## Exercise directions
Locate every line in the material below that contains the word "leaf" and copy each of those lines.

## Data section
________________________________________

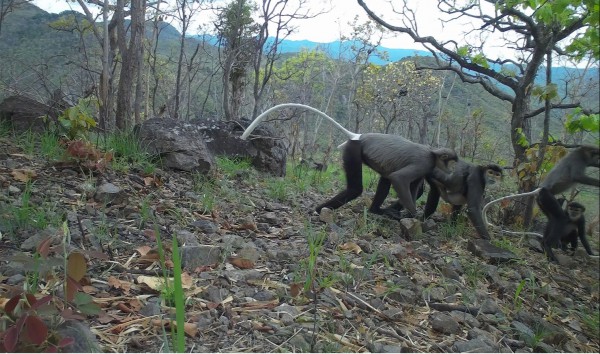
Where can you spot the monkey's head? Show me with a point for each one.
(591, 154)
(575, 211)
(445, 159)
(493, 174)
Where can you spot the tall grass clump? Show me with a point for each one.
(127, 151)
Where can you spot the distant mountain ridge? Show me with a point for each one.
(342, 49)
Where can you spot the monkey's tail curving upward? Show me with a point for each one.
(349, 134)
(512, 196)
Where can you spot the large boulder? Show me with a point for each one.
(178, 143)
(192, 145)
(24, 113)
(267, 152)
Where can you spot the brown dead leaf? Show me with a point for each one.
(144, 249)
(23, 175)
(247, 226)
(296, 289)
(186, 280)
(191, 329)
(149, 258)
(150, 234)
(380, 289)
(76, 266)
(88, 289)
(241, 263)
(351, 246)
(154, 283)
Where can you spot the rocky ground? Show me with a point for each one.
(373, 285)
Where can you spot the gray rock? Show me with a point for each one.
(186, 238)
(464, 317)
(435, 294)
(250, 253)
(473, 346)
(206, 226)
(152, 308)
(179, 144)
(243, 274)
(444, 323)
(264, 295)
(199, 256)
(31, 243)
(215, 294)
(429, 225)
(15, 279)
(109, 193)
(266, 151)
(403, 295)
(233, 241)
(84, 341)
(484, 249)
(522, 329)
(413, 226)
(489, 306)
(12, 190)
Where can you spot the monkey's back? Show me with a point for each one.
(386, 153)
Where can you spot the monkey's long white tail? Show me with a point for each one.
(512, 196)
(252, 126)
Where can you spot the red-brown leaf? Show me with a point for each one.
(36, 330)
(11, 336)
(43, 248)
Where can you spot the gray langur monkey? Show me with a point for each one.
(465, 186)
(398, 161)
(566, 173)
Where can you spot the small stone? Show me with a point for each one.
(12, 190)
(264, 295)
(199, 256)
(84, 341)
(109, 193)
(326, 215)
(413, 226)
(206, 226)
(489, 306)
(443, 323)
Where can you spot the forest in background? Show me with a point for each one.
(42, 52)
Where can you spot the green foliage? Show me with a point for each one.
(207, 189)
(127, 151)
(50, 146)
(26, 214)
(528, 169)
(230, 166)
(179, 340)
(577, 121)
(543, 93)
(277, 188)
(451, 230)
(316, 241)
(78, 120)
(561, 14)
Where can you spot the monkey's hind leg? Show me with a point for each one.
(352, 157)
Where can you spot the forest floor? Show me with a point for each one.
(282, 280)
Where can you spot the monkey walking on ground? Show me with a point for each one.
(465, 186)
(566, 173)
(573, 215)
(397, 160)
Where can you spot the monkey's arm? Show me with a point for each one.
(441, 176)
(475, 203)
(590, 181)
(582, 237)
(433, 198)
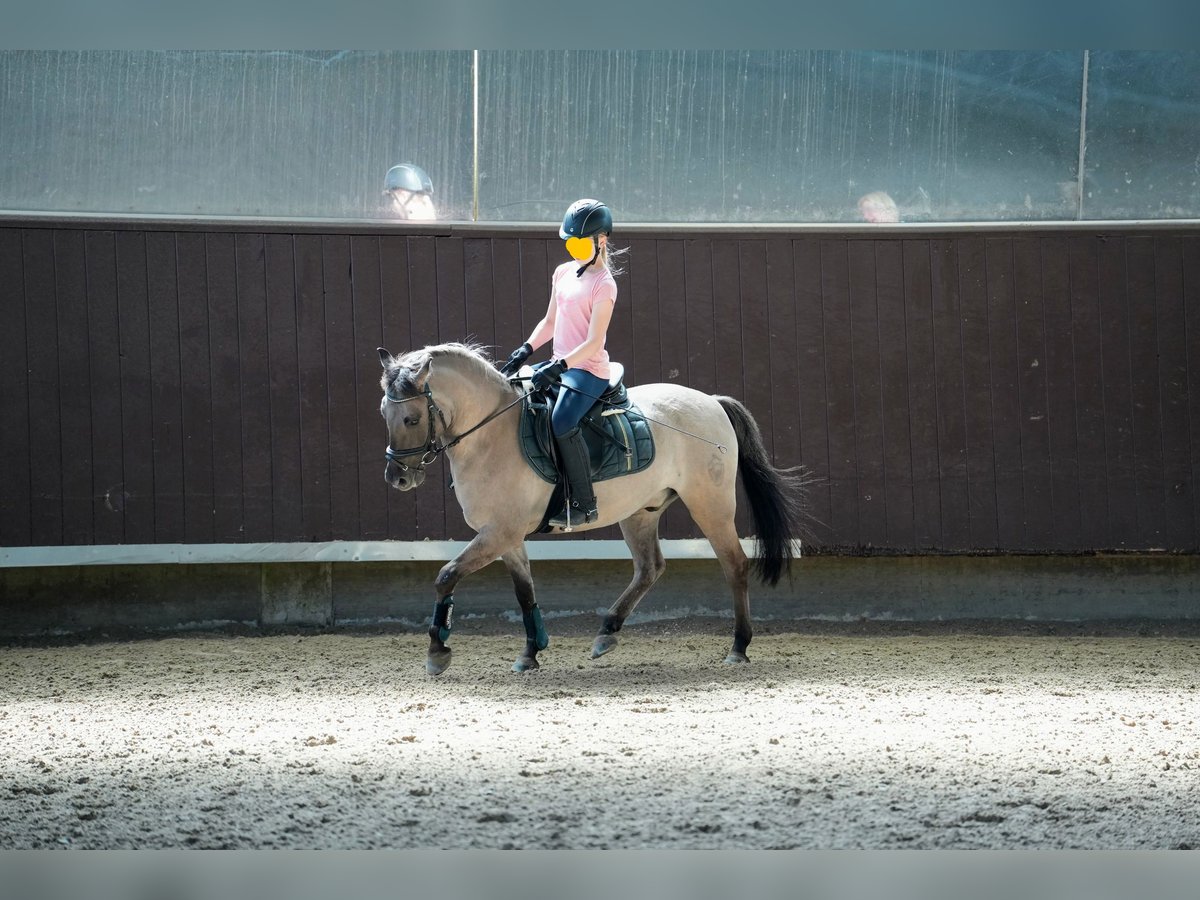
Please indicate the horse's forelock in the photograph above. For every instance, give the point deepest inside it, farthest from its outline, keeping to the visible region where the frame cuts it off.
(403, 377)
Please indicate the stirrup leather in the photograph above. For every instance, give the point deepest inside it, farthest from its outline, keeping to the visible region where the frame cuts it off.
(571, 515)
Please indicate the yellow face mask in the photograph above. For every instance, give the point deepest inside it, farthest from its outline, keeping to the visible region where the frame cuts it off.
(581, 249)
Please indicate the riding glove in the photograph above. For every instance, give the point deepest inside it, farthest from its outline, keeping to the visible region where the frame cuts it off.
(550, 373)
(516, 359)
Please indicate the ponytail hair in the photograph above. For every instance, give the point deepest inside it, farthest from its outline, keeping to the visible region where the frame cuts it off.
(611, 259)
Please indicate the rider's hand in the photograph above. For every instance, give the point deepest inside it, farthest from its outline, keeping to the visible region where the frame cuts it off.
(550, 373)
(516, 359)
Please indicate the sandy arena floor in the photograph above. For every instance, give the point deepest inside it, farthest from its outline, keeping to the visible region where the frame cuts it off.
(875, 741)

________________________________________

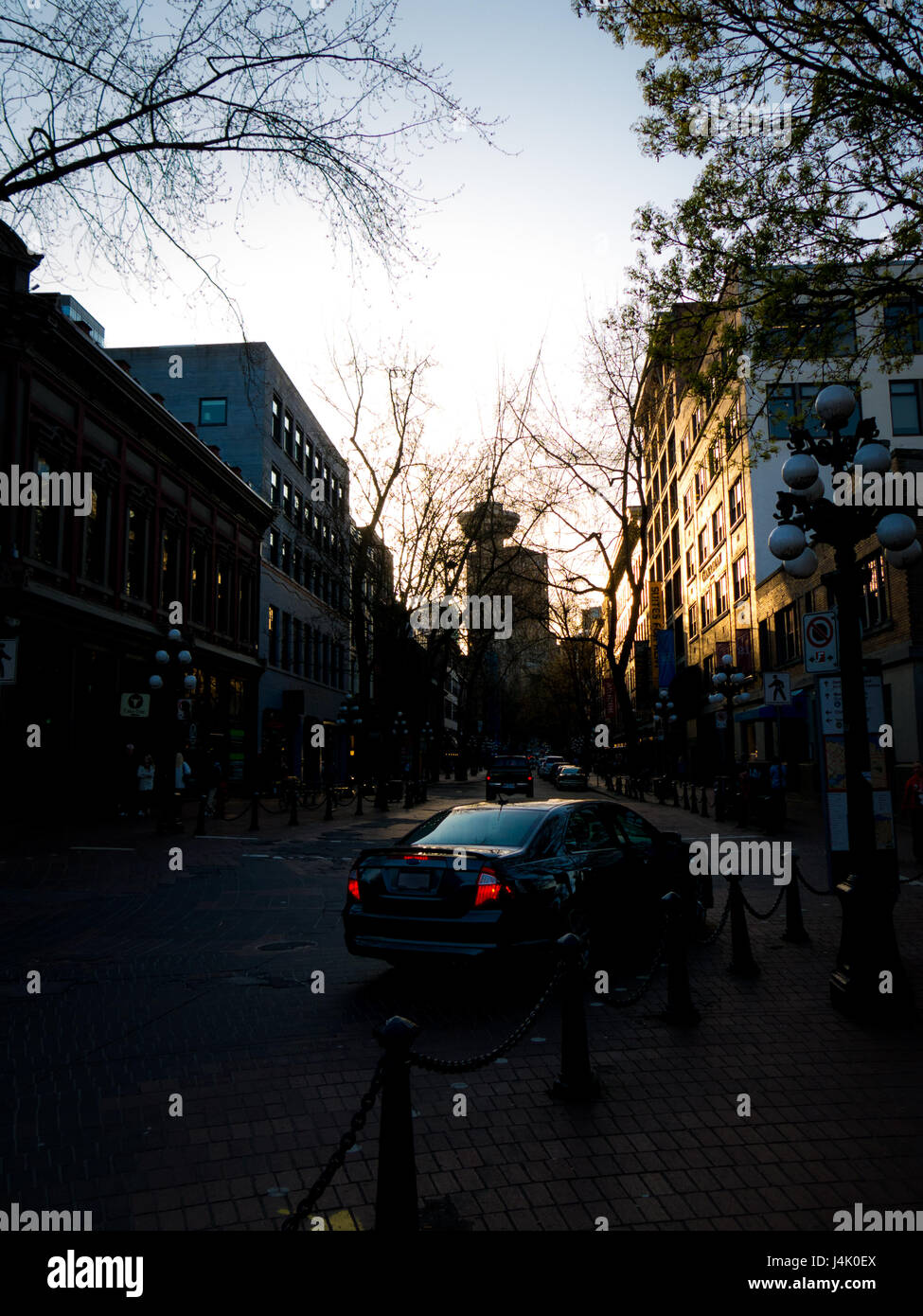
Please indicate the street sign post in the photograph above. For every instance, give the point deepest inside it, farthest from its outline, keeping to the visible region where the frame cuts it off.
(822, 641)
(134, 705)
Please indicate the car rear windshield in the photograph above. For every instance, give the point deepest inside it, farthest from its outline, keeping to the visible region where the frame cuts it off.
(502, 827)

________________________________________

## Response to this task
Where can you spot the brown dead leaf? Show me with a point for each one.
Where can you spot the red-brown leaf? Show me with a point for each one.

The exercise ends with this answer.